Papa Francesco sfida la pandemia di Coronavirus e si rimette in viaggio. Il Pontefice dal 5 all’8 marzo 2021 volerà in Iraq, terra di persecuzioni cristiane.
Si tratta di una visita fortemente storica. Bergoglio sarà infatti il primo pontefice a mettere piede sulla terra che fu in origine la stessa di Abramo. Neanche san Giovanni Paolo II infatti riuscì mai a recarsi in questi territori. Il suo intento era di aprire il Giubileo nel 1999 in Medio Oriente. Mise in piedi le trattative con Saddam Hussein, che durarono alcuni mesi, alla fine dei quali venne chiesto di rinviare il pellegrinaggio.

•••

## Cosa farai
a) Rispondi a queste domande sul testo sul viaggio di papa Francesco in Iraq:
(i) In quali date il Pontefice volerà in Iraq?
(ii) Con chi avviò le trattative san Giovanni Paolo II?
(iii) In quale anno san Giovanni Paolo II intendeva aprire il Giubileo in Medio Oriente?
b) Riscrivi la parte del testo sul viaggio di papa Francesco in Iraq compresa tra "Papa Francesco sfida" e "di persecuzioni cristiane.", estremi inclusi, scambiando "marzo" con "aprile".
c) Prosegui il testo sul viaggio di papa Francesco in Iraq dal punto in cui si interrompe.
I record sono materiale a sé, distinto dal testo sul viaggio di papa Francesco in Iraq.

•••

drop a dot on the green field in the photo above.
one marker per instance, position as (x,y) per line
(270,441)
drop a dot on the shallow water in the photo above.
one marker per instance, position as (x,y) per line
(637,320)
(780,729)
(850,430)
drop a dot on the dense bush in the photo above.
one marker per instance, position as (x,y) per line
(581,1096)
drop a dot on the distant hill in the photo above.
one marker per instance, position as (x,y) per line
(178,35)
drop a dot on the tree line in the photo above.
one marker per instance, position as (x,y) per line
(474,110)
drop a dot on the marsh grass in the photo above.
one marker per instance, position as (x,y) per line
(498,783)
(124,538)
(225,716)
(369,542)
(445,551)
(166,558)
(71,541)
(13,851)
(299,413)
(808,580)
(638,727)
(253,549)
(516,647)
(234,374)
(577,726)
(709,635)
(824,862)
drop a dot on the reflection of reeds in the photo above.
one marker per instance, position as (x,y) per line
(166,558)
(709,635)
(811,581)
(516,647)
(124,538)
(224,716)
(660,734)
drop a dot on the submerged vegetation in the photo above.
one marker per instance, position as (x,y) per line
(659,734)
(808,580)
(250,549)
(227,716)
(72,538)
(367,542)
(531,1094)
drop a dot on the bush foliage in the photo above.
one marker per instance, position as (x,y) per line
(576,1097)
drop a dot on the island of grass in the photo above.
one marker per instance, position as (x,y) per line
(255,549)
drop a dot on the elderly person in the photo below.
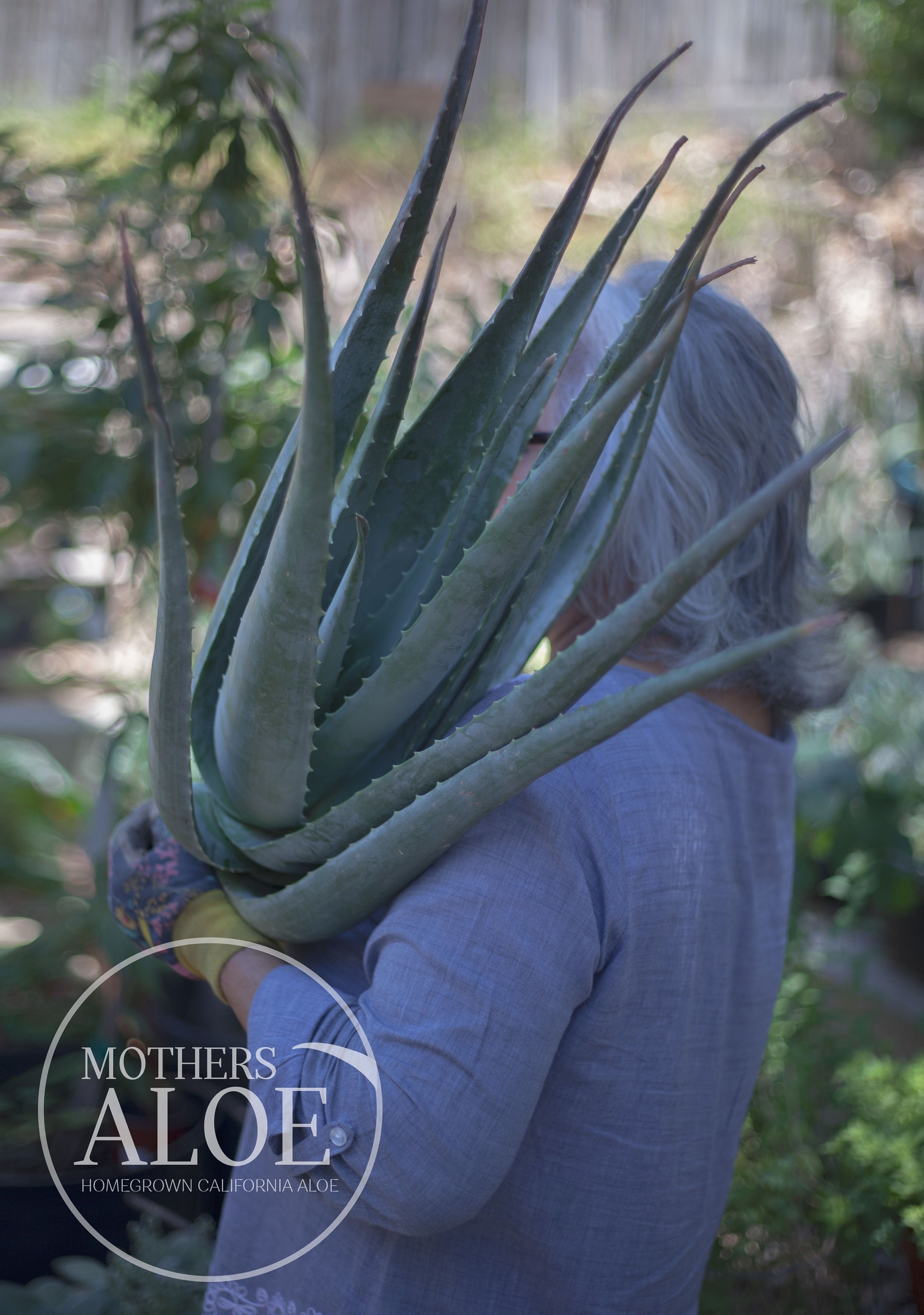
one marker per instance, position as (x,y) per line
(568,1009)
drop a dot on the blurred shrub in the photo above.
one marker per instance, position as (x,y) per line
(885,54)
(860,812)
(85,1287)
(219,277)
(878,1158)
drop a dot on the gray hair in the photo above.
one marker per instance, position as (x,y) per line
(726,425)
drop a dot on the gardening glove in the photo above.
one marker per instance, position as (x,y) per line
(158,893)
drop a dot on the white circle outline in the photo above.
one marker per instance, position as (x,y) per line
(144,1264)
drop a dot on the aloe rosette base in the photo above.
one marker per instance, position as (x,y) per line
(374,600)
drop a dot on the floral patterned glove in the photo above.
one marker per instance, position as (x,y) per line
(158,892)
(153,879)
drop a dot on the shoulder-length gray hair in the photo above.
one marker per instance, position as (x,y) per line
(726,425)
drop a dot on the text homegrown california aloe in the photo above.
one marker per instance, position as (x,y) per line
(371,607)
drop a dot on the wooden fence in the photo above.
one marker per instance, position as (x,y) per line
(382,56)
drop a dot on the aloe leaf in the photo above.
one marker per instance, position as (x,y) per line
(233,599)
(639,329)
(472,516)
(334,634)
(496,563)
(430,463)
(348,888)
(563,328)
(442,555)
(355,359)
(585,537)
(171,666)
(367,466)
(266,704)
(543,696)
(363,342)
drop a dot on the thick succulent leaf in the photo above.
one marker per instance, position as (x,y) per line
(236,592)
(473,516)
(266,705)
(348,888)
(337,625)
(494,566)
(171,667)
(367,466)
(363,344)
(445,550)
(430,463)
(543,696)
(563,328)
(355,359)
(585,537)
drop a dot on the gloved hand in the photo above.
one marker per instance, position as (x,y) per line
(158,893)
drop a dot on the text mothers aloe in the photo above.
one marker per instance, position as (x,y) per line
(375,601)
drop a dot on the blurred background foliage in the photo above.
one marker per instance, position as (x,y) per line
(830,1176)
(884,54)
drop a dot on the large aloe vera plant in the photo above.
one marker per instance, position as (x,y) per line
(374,600)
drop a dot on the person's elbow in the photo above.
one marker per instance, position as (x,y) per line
(426,1196)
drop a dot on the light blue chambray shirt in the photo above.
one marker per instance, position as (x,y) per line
(568,1013)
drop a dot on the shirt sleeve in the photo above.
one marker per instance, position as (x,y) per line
(473,975)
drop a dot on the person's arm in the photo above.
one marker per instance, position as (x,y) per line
(241,977)
(475,974)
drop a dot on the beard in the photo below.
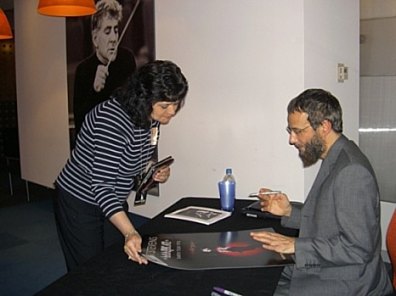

•••

## Elenco risposte
a)
(i) Dal 5 all'8 marzo 2021.
(ii) Con Saddam Hussein.
(iii) Nel 1999.

b)
Papa Francesco sfida la pandemia di Coronavirus e si rimette in viaggio. Il Pontefice dal 5 all’8 aprile 2021 volerà in Iraq, terra di persecuzioni cristiane.

c)
Papa Francesco si recherà invece a Baghdad, ma anche alla Piana di Ur, a Erbil, Mosul e Qaraqosh nella Piana di Ninive. In questa regione, nel 2017 l’Isis cacciò all’improvviso ventimila famiglie di cristiani. Devastò le loro case e uccise chiunque non voleva andarsene. “Il Papa viene da noi e ciò vuol dire che porta il suo supporto ma anche la speranza per una situazione migliore”, ha commentato il cardinale Raphael Sako, patriarca dei Caldei.
“Accogliendo l’invito della Repubblica d’Iraq e della Chiesa Cattolica locale, Papa Francesco compirà un Viaggio Apostolico nel suddetto Paese dal 5 all’8 marzo 2021, visitando Bagdad, la piana di Ur, legata alla memoria di Abramo, la città di Erbil, così come Mosul e Qaraqosh nella piana di Ninive“, ha dichiarato il direttore della Sala stampa vaticana, Matteo Bruni.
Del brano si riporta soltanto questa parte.